Provided passage:
-- Begin --
General information
- Date: December 20-21, 1946
- Location: Cleveland, Ohio

Overview
- 170 total selections in 25 rounds
- League: AAFC
- First selection: Elmer Madar, E Florida Seahawks

= 1947 AAFC draft =

The 1947 AAFC draft was the first collegiate draft of the All-America Football Conference (AAFC). It used an inverse order to the teams' final standings in the 1946 season. The Buffalo Bills, which had finished with the same record as the Brooklyn Dodgers, drafted second in each round, with Brooklyn drafting third.

Beginning in round 16, a type of supplemental draft was held. From rounds 16 through 25, the Cleveland Browns and New York Yankees which were the league's top two teams, did not make any selections. From rounds 21 to 25, the San Francisco 49ers and Los Angeles Dons did not receive any selections.

Although the Miami Seahawks played in the league's inaugural season, the franchise was confiscated by the AAFC prior to the draft for failure to fulfill contractual obligations. Their selections were exercised by their head coach Hampton Poole, and were listed under the name "Florida Seahawks". On December 28, its assets (including its draft choices rights) were sold to a group of entrepreneurs who founded the original Baltimore Colts.
-- End --
Instructions:
a. Set down the stretch of the 1947 AAFC draft text from "Although the Miami" through "original Baltimore Colts.".
b. Resume the 1947 AAFC draft text after its final sentence.
The material that comes next has no connection to the draft text.

Data collected
-- Begin --
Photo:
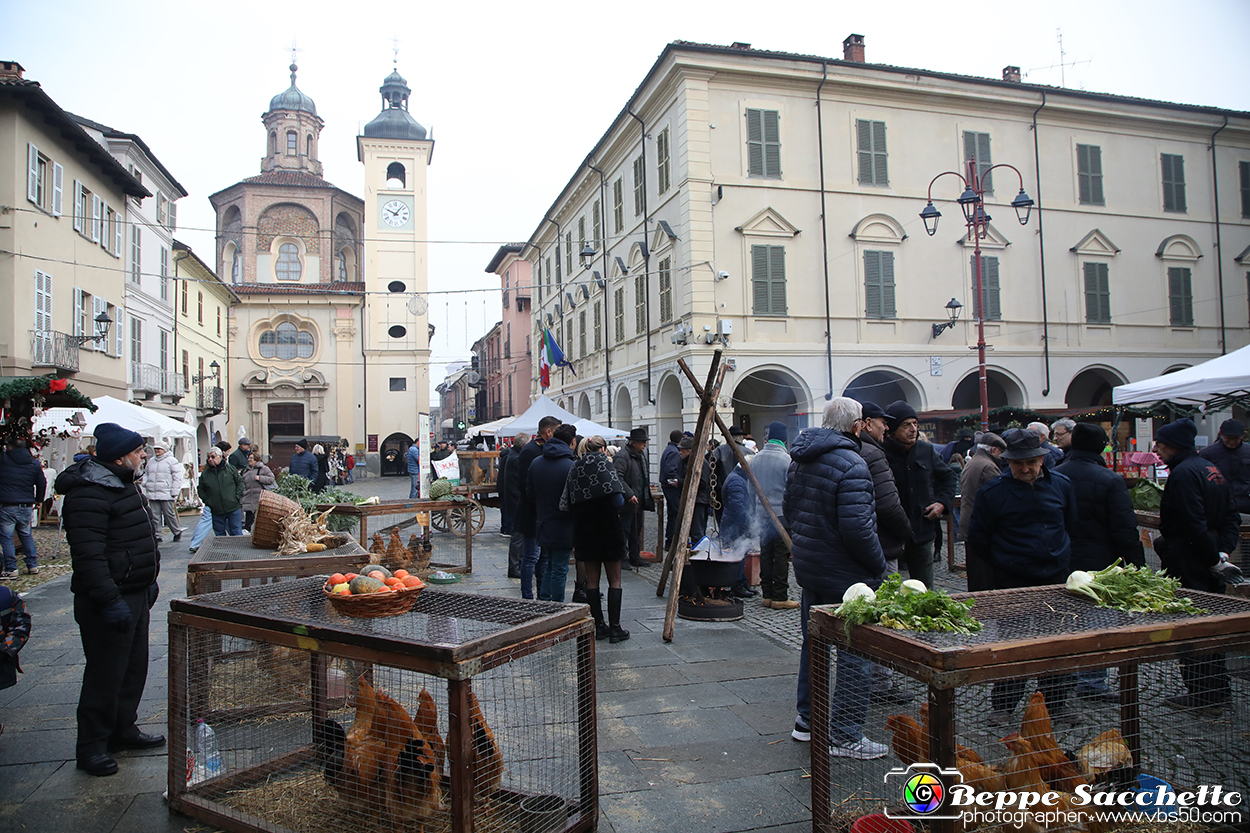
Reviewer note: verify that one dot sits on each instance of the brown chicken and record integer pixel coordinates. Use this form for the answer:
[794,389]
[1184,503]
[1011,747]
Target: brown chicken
[488,762]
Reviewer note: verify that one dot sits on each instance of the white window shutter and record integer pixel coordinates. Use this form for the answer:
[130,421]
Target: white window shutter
[58,188]
[31,173]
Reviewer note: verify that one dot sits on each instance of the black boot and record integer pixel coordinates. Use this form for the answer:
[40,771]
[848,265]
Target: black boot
[596,609]
[615,633]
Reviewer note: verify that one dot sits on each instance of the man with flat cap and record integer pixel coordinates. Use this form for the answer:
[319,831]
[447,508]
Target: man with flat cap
[1019,535]
[113,549]
[1231,457]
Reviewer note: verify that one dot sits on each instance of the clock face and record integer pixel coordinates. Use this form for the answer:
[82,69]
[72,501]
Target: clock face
[395,214]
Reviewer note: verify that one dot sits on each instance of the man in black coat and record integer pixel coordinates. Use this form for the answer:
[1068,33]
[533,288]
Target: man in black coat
[1231,457]
[113,548]
[525,519]
[1198,527]
[1105,528]
[553,525]
[926,487]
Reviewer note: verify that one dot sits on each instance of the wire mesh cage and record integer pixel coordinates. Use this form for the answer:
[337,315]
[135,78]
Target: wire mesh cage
[1109,718]
[230,562]
[468,713]
[418,535]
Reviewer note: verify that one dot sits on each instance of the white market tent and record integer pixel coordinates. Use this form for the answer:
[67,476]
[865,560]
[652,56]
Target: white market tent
[1213,384]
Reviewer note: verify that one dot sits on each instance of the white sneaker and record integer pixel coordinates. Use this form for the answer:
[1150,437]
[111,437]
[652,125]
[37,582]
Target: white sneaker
[861,749]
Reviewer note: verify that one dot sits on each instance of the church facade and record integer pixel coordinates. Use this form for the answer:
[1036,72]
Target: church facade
[329,339]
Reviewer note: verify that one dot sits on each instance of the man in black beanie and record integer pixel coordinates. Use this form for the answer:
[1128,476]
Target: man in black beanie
[926,487]
[113,548]
[1198,528]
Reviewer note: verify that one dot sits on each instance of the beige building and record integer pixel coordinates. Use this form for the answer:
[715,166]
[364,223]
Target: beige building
[201,320]
[768,204]
[330,335]
[64,223]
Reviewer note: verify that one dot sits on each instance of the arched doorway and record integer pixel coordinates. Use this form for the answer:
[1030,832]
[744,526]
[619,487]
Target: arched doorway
[1000,389]
[1091,388]
[670,408]
[393,450]
[770,395]
[884,387]
[623,409]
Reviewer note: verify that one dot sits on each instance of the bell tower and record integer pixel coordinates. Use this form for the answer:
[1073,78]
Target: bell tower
[395,153]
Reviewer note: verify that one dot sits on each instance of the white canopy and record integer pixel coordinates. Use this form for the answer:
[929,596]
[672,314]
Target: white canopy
[1213,383]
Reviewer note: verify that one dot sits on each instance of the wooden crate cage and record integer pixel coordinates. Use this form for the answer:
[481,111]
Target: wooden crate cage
[230,562]
[444,528]
[468,713]
[1034,637]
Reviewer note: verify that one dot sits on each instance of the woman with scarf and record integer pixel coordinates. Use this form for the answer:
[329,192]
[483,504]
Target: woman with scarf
[594,495]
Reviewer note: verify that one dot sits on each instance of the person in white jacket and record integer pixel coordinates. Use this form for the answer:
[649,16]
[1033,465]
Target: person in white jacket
[163,480]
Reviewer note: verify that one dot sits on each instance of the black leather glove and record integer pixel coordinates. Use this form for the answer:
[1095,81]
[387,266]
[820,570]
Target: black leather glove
[116,614]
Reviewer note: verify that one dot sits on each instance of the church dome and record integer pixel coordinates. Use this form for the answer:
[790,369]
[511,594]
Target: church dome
[293,98]
[394,121]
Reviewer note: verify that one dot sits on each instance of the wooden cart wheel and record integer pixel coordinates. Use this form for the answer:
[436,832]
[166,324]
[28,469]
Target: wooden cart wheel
[470,512]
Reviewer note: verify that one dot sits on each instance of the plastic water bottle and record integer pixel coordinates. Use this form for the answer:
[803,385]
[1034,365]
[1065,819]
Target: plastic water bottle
[206,758]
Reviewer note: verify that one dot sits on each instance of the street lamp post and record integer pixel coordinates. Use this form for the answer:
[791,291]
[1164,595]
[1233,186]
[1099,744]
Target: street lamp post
[971,201]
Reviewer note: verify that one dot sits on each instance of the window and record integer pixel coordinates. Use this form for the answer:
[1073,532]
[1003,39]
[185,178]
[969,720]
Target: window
[1089,174]
[1180,295]
[289,262]
[136,252]
[871,153]
[879,284]
[618,206]
[1098,294]
[285,343]
[639,186]
[976,148]
[768,280]
[663,169]
[763,143]
[989,288]
[1174,181]
[164,274]
[665,290]
[639,305]
[1244,169]
[619,315]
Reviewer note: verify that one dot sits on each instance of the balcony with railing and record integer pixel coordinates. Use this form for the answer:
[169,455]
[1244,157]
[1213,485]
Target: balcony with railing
[53,349]
[150,379]
[211,399]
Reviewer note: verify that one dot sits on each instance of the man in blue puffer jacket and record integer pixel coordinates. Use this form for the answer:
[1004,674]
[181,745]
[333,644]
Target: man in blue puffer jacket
[831,509]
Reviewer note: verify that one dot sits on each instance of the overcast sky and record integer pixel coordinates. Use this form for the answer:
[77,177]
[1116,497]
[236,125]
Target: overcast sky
[516,94]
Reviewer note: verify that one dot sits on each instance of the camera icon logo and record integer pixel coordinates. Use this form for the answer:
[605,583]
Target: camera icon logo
[923,789]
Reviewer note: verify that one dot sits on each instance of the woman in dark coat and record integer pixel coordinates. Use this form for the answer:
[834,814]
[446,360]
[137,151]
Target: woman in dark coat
[594,495]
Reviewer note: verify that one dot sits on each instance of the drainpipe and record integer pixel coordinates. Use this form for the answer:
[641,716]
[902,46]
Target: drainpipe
[1041,247]
[646,262]
[608,350]
[824,230]
[1219,249]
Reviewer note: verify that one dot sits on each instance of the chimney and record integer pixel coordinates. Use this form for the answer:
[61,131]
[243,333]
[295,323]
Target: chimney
[853,49]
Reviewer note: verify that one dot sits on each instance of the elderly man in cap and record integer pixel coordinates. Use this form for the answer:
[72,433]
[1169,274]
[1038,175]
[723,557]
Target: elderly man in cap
[1019,535]
[163,482]
[115,567]
[1231,457]
[1198,528]
[926,487]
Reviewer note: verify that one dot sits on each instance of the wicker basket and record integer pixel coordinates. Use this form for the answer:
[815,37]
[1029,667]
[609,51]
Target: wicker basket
[374,605]
[268,528]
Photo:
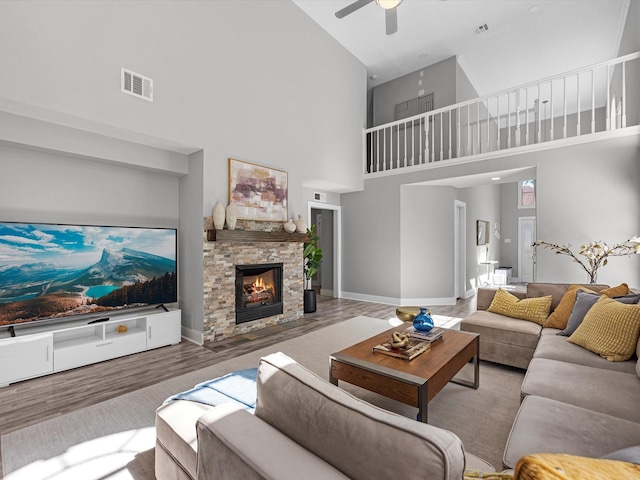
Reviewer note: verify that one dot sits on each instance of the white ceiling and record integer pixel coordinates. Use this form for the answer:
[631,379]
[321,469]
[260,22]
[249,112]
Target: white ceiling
[526,40]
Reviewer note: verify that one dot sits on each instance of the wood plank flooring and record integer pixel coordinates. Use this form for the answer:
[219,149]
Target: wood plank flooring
[33,401]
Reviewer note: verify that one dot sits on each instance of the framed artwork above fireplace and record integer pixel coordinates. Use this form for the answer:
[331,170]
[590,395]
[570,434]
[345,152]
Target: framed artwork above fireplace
[258,192]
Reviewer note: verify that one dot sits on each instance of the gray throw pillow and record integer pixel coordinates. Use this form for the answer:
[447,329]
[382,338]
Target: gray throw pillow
[629,454]
[584,302]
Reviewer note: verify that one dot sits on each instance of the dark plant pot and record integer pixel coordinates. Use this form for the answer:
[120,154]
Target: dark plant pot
[309,301]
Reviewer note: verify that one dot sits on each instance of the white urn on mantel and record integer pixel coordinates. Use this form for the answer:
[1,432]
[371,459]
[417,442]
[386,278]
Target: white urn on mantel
[301,225]
[218,216]
[290,226]
[232,216]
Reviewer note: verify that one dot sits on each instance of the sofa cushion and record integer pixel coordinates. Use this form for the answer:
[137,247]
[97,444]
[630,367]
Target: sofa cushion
[498,328]
[610,329]
[584,301]
[318,413]
[597,389]
[546,425]
[176,432]
[629,454]
[533,309]
[562,310]
[557,290]
[234,444]
[554,347]
[559,466]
-- End --
The results:
a.
Although the Miami Seahawks played in the league's inaugural season, the franchise was confiscated by the AAFC prior to the draft for failure to fulfill contractual obligations. Their selections were exercised by their head coach Hampton Poole, and were listed under the name "Florida Seahawks". On December 28, its assets (including its draft choices rights) were sold to a group of entrepreneurs who founded the original Baltimore Colts.

b.
==Special draft==
Prior to the regular draft, 'special selections' were made. It is not known why these were not part of the regular draft or in what order they were executed. All teams had two, except the Buffalo Bills, which had four, because the Los Angeles Dons and San Francisco 49ers, each traded one of its choices to Buffalo.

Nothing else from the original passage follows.